* **Excerpt**:
==*==

Image from Creative Commons, Ragesoss and Wikimedia
A particular chemical used in LCD display screens can also be used in medicine from pills to bandages. Researchers are hoping this is a solution not just for hospital patients but also for e-waste.Eurekalert reports that polyvinyl-alcohol (PVA) is a key ingredient in LCD screens, and it turns out can also be used in medicine as in ingredient for making tissue scaffolding to help parts of the body regenerate. Researchers from The University's department of Chemistry have figured out a way to recover the chemical from LCD displays and turn it into this medicinal compound, which could be put into pills or dressings.
The research is in a paper titled "Expanding the potential for waste polyvinyl-alcohol," published in Green Chemistry.
The unique twist to this research - as if we need anything stranger than using old TVs for medicine - is that the discovery comes to us not through researchers seeing the medical use of PVA and then looking at sources for it, but rather researchers looking at what to do with e-waste, and finding a medical use for it.
Professor James Clark, director of the York Green Chemistry Centre of Excellence and one of the author's of the research, said: "With 2.5 billion liquid crystal displays already reaching the end of their life, and LCD televisions proving hugely popular with consumers, that is a huge amount of potential waste to manage.
"It is important that we find ways of recycling as many elements of LCDs as possible so we don't simply have to resort to burying and burning them."
Clark explains that even though PVA isn't a major environmental hazard, there's no sense in wasting it since it is a non-renewable resource. And because LCD waste from electrical and electronic equipment is the fastest growing waste stream in the European Union, it makes sense to find some use for LCDs other than incinerating or landfilling them.
We're expecting that a whole lot of research will have to go into this to ensure it's safe. But if it turns out to be so, perhaps there will be a more direct corollary between recycling TVs and saving lives.

==*==

* **Extracted records**:

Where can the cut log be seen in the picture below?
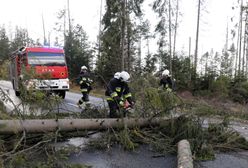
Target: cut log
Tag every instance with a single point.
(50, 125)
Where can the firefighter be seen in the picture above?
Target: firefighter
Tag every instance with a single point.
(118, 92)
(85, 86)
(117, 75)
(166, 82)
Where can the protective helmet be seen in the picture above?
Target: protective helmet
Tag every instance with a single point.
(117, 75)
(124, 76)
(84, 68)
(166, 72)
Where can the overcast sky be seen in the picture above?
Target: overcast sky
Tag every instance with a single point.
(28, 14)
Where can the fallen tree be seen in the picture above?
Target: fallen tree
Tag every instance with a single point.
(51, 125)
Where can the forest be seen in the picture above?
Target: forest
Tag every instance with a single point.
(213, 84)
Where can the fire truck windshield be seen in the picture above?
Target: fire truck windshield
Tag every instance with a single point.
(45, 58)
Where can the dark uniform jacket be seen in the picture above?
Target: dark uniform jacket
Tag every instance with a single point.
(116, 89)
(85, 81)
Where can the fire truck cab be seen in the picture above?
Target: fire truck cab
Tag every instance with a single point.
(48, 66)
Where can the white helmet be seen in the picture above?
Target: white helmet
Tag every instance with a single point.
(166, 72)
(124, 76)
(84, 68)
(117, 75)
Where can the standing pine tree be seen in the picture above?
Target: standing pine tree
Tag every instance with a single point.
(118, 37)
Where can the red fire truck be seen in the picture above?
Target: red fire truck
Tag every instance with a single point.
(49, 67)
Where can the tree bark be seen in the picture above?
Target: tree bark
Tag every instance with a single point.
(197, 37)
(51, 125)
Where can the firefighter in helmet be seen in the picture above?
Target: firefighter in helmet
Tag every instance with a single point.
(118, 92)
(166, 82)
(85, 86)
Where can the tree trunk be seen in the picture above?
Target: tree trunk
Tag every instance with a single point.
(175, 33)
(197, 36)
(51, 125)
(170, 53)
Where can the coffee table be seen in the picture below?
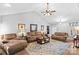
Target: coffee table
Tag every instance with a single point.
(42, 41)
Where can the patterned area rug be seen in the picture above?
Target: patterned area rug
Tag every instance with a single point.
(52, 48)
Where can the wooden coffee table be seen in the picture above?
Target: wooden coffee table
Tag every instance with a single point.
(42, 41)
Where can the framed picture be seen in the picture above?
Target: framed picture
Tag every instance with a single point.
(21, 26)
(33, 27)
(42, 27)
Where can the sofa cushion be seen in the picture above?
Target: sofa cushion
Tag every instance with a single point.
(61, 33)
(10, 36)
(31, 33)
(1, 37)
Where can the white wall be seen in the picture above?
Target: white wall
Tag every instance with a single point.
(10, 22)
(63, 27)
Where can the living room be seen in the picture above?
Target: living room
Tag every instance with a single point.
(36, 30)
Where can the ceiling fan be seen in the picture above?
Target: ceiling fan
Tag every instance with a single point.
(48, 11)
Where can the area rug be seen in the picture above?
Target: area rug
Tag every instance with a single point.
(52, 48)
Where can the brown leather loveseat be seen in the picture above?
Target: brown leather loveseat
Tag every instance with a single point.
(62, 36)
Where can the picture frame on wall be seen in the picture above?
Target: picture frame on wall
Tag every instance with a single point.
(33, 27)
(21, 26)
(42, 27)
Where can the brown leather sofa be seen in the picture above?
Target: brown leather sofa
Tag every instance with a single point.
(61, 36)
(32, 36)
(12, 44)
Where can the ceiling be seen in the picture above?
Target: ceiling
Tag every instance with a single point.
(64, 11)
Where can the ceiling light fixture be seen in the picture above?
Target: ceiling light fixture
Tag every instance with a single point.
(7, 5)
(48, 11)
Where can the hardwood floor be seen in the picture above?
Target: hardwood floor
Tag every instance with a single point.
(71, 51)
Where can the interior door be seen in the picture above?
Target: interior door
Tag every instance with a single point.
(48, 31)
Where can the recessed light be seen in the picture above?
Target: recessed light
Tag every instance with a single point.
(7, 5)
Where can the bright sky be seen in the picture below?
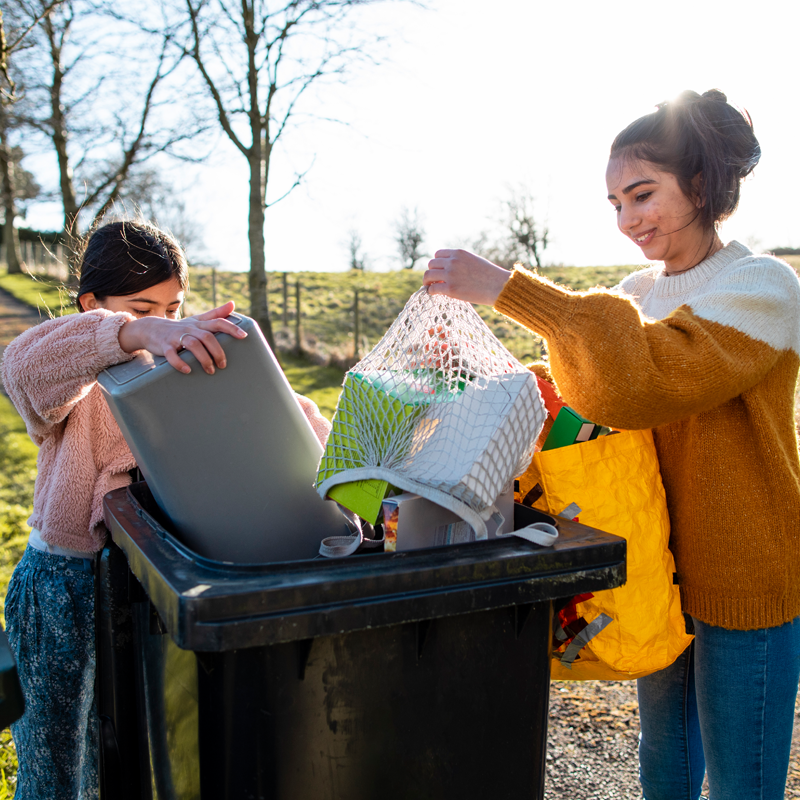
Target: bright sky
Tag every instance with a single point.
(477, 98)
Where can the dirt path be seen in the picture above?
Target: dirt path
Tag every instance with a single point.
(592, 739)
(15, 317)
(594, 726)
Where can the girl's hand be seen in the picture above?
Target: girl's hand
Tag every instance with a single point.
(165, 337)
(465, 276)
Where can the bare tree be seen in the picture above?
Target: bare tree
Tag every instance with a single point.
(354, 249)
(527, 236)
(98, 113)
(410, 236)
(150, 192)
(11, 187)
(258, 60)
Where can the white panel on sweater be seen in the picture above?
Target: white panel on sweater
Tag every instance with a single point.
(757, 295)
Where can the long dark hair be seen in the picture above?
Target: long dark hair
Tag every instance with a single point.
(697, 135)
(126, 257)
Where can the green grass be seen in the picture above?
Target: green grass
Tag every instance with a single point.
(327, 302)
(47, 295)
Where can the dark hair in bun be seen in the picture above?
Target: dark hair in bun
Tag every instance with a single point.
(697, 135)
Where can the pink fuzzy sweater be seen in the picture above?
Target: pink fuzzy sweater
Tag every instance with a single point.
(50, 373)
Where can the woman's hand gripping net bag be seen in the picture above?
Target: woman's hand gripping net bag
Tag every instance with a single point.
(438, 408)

==*==

* **Actions to take**:
(a) In the LCD recycling article, in which journal was the research paper published?
(b) Write out the part of the LCD recycling article from "Professor James Clark, director" up to and including "waste to manage.".

* **Outputs for the tasks**:
(a) Green Chemistry

(b)
Professor James Clark, director of the York Green Chemistry Centre of Excellence and one of the author's of the research, said: "With 2.5 billion liquid crystal displays already reaching the end of their life, and LCD televisions proving hugely popular with consumers, that is a huge amount of potential waste to manage.